======== 文章

实现方式也比较简单，buffer IO将数据写入pagecache后，在generic_write_sync()中判断是否开启同步写，如果开启则直接进行sync操作。

同步写与directIO的区别是，directIO 直接绕过pagecache进行读写，同步写是先将数据写入pagecache再立即写入磁盘。

异步IO

通常的IO操作，尤其是在读操作时，应用进程会被挂起，直到数据读取完成返回给应用层后才能执行后面的任务。对CPU来讲磁盘处理IO是一个漫长的过程，这往往使得IO性能变成整个业务的性能瓶颈。最初的解决办法通常是设计一个或者多个独立的IO任务线程，从而实现异步与并发，以提高IO性能。随着IO栈软硬件的不断优化，系统的并发IO能力不断提升，为了让业务达到更好的IO性能，一味增加IO线程数量并不是一个好办法，这会增大线程切换的开销，也使得任务管理变得复杂。为解决这种问题，在文件系统层支持了异步IO，使得应用程序可以不用复杂的设计就能实现异步IO，并且可以方便地提升IO并发程度，以达到更高的性能。

aio

Linux最初支持的原生异步IO接口，有一个限制是必须与directIO一同使用才能有异步的效果。以下是最主要的三个系统调用：

io_setup()，创建一个异步IO上下文。io_submit()，提交IO请求。io_getevents()，检查完成的IO请求。

具体的使用方法就不赘述了，可参看 https://www.cnblogs.com/lexus/archive/2013/03/28/2987415.html，下面来看看aio是如何实现的。

================
======== 给定列表

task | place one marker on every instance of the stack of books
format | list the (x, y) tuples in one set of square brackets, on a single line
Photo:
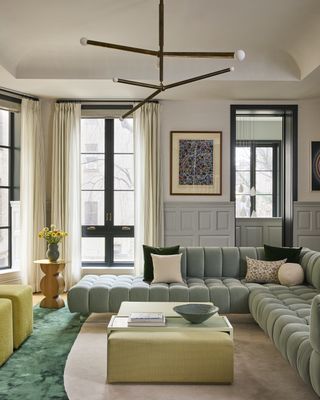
[(146, 319)]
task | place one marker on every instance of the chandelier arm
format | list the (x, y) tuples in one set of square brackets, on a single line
[(200, 54), (135, 108), (197, 78), (161, 39), (123, 48), (136, 83)]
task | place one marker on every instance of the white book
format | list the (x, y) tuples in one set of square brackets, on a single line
[(146, 317), (161, 322)]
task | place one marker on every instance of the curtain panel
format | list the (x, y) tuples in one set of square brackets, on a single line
[(148, 181), (65, 190), (32, 192)]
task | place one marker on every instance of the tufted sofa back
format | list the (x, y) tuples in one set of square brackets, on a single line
[(200, 262), (310, 261)]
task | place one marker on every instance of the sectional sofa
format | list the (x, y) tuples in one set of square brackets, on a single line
[(289, 315)]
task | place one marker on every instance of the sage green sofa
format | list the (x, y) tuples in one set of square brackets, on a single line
[(289, 315)]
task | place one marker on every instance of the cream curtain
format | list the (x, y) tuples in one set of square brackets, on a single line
[(32, 192), (65, 192), (148, 182)]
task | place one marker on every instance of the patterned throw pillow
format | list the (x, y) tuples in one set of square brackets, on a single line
[(259, 271)]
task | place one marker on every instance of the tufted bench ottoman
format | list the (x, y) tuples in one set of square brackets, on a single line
[(22, 314), (6, 336)]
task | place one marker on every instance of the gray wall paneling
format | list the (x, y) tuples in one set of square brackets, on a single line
[(199, 224), (306, 225)]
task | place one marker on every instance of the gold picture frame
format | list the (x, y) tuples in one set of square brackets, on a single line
[(195, 163)]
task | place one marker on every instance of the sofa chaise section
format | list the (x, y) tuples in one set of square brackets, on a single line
[(210, 273)]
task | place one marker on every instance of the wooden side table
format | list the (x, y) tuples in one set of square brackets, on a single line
[(52, 284)]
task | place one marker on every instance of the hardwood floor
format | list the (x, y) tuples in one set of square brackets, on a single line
[(37, 297)]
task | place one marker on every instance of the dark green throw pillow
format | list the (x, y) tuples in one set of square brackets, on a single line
[(148, 265), (292, 254)]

================

• _练习 A_: 请逐字重打文章中从“同步写与directIO的区”开始、到“并发程度，以达到更高的性能。”结束的这一段。
• _练习 B_:
根据文章回答：
(i) 同步写与directIO在数据是否经过pagecache上有何不同？
(ii) aio作为Linux最初的原生异步IO接口，有什么限制？
(iii) 哪个系统调用负责提交IO请求？
列表与文章毫无关联。

• _练习答案 A_:
同步写与directIO的区别是，directIO 直接绕过pagecache进行读写，同步写是先将数据写入pagecache再立即写入磁盘。

异步IO

通常的IO操作，尤其是在读操作时，应用进程会被挂起，直到数据读取完成返回给应用层后才能执行后面的任务。对CPU来讲磁盘处理IO是一个漫长的过程，这往往使得IO性能变成整个业务的性能瓶颈。最初的解决办法通常是设计一个或者多个独立的IO任务线程，从而实现异步与并发，以提高IO性能。随着IO栈软硬件的不断优化，系统的并发IO能力不断提升，为了让业务达到更好的IO性能，一味增加IO线程数量并不是一个好办法，这会增大线程切换的开销，也使得任务管理变得复杂。为解决这种问题，在文件系统层支持了异步IO，使得应用程序可以不用复杂的设计就能实现异步IO，并且可以方便地提升IO并发程度，以达到更高的性能。

• _练习答案 B_:
(i) directIO直接绕过pagecache进行读写；同步写先将数据写入pagecache，再立即写入磁盘。
(ii) 必须与directIO一同使用才能有异步的效果。
(iii) io_submit()。